- **Travail à faire**
**A.** Recopiez à l'identique l'intégralité du texte sur la puissance européenne.
**B.** Mettez à l'échelle les enregistrements qui commencent au premier d'entre eux et se terminent à la ligne contenant « [233,256,256,279] », bornes comprises, et ne reproduisez que ces lignes, consignes incluses. Multipliez par 1,8 chaque coordonnée des boîtes englobantes données en réponse, puis arrondissez à l'entier, les demis vers le haut.

- **Texte présenté**
Même si elle dispose – après cinquante ans d’une construction européenne lente et prudente, de certains attributs de la puissance, l’Union européenne ne s’oriente pas vers la construction d’un super-État-nation. Zaki Laïdi s’efforce de réfléchir à la spécificité de la puissance européenne en écartant de cette dimension la question constitutionnelle.
S’il ne nie pas que les institutions soient fondamentales, celles-ci n’ont selon lui que le sens que l’on veut bien leur donner
. Elles impliquent un questionnement préalable sur les choix et les préférences de l’Europe.
Le refus de la puissance
Les Européens n’aspireraient pas à la puissance au sens traditionnel du terme car ils ne se vivent pas et ne se voient pas comme les garants ultimes de leur sécurité
. En ne percevant pas sa participation au monde comme une lutte quotidienne pour sa survie – L’Europe adopte donc une approche des relations internationales qui ne relève pas de la Realpolitik. On retrouve ici l’opposition entre hard power (le Japon avant 1945, les États-Unis aujourd’hui) et soft power (le Japon depuis 1945).
Si l’on fait souvent le parallèle entre les États-Unis et l’Europe, l’auteur juge caricatural le discours selon lequel la finalité de la construction européenne serait de prendre comme modèle l’Union nord-Américaine. Il critique la vision optimiste d’un Jeremy Rifkin et constate que les Européens ont écartés dans leur projet constitutionnel l’idée d’un peuple européen alors que la Constitution américaine proclamait l’existence d’un peuple américain.
Zaki Laïdi conclut : L’Europe ne sera pas une grande puissance au sens d’un ensemble politico-militaire capable de faire jeu égal avec les États-Unis ou la Chine. Les Européens rejettent massivement cette éventualité. Au demeurant, à supposer qu’ils aient la volonté, ne s’exposent-ils pas à reproduire à l’échelle européenne ce qu’ils se sont efforcés de combattre entre-eux – l’idée de la puissance avec tous les attributs de la force et de la suprématie qu’un tel projet implique ?

- **Enregistrements fournis**
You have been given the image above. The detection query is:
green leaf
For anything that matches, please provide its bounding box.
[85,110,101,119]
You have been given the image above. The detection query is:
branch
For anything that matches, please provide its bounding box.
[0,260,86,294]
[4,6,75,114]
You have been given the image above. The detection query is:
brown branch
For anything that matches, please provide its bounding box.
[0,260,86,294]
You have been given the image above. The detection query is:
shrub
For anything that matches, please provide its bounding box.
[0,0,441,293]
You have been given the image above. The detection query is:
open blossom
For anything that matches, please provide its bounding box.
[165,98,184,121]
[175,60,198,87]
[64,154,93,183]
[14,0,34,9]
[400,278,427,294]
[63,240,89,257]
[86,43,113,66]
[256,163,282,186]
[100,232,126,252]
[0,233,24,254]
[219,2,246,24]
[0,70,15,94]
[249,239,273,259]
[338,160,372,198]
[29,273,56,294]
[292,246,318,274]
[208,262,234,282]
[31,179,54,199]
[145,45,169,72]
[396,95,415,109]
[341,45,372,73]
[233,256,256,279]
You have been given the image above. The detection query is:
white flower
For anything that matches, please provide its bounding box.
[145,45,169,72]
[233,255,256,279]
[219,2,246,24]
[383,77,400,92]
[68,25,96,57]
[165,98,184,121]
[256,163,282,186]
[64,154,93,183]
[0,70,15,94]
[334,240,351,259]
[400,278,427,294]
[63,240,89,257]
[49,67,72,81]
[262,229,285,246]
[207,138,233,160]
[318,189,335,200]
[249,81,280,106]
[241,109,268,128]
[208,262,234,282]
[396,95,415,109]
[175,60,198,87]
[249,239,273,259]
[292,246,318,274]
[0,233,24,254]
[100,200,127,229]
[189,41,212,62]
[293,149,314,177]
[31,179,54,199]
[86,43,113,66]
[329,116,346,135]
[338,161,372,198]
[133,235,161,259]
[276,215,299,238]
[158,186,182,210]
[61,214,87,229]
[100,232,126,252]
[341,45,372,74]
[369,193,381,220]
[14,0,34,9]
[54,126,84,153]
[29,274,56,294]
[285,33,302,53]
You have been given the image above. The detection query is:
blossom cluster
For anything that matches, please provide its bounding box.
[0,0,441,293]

- **Corrigé des exercices**
**A.**
Même si elle dispose – après cinquante ans d’une construction européenne lente et prudente, de certains attributs de la puissance, l’Union européenne ne s’oriente pas vers la construction d’un super-État-nation. Zaki Laïdi s’efforce de réfléchir à la spécificité de la puissance européenne en écartant de cette dimension la question constitutionnelle.
S’il ne nie pas que les institutions soient fondamentales, celles-ci n’ont selon lui que le sens que l’on veut bien leur donner
. Elles impliquent un questionnement préalable sur les choix et les préférences de l’Europe.
Le refus de la puissance
Les Européens n’aspireraient pas à la puissance au sens traditionnel du terme car ils ne se vivent pas et ne se voient pas comme les garants ultimes de leur sécurité
. En ne percevant pas sa participation au monde comme une lutte quotidienne pour sa survie – L’Europe adopte donc une approche des relations internationales qui ne relève pas de la Realpolitik. On retrouve ici l’opposition entre hard power (le Japon avant 1945, les États-Unis aujourd’hui) et soft power (le Japon depuis 1945).
Si l’on fait souvent le parallèle entre les États-Unis et l’Europe, l’auteur juge caricatural le discours selon lequel la finalité de la construction européenne serait de prendre comme modèle l’Union nord-Américaine. Il critique la vision optimiste d’un Jeremy Rifkin et constate que les Européens ont écartés dans leur projet constitutionnel l’idée d’un peuple européen alors que la Constitution américaine proclamait l’existence d’un peuple américain.
Zaki Laïdi conclut : L’Europe ne sera pas une grande puissance au sens d’un ensemble politico-militaire capable de faire jeu égal avec les États-Unis ou la Chine. Les Européens rejettent massivement cette éventualité. Au demeurant, à supposer qu’ils aient la volonté, ne s’exposent-ils pas à reproduire à l’échelle européenne ce qu’ils se sont efforcés de combattre entre-eux – l’idée de la puissance avec tous les attributs de la force et de la suprématie qu’un tel projet implique ?

**B.**
You have been given the image above. The detection query is:
green leaf
For anything that matches, please provide its bounding box.
[153,198,182,214]
You have been given the image above. The detection query is:
branch
For anything that matches, please provide its bounding box.
[0,468,155,529]
[7,11,135,205]
You have been given the image above. The detection query is:
brown branch
For anything that matches, please provide its bounding box.
[0,468,155,529]
You have been given the image above. The detection query is:
shrub
For anything that matches, please provide its bounding box.
[0,0,794,527]
You have been given the image above. The detection query is:
open blossom
For anything that matches, please provide its bounding box.
[297,176,331,218]
[315,108,356,157]
[115,277,167,329]
[25,0,61,16]
[720,500,769,529]
[113,432,160,463]
[155,77,203,119]
[461,293,508,335]
[180,418,227,454]
[0,419,43,457]
[394,4,443,43]
[0,126,27,169]
[448,430,491,466]
[608,288,670,356]
[52,491,101,529]
[526,443,572,493]
[374,472,421,508]
[56,322,97,358]
[261,81,304,130]
[713,171,747,196]
[614,81,670,131]
[419,461,461,502]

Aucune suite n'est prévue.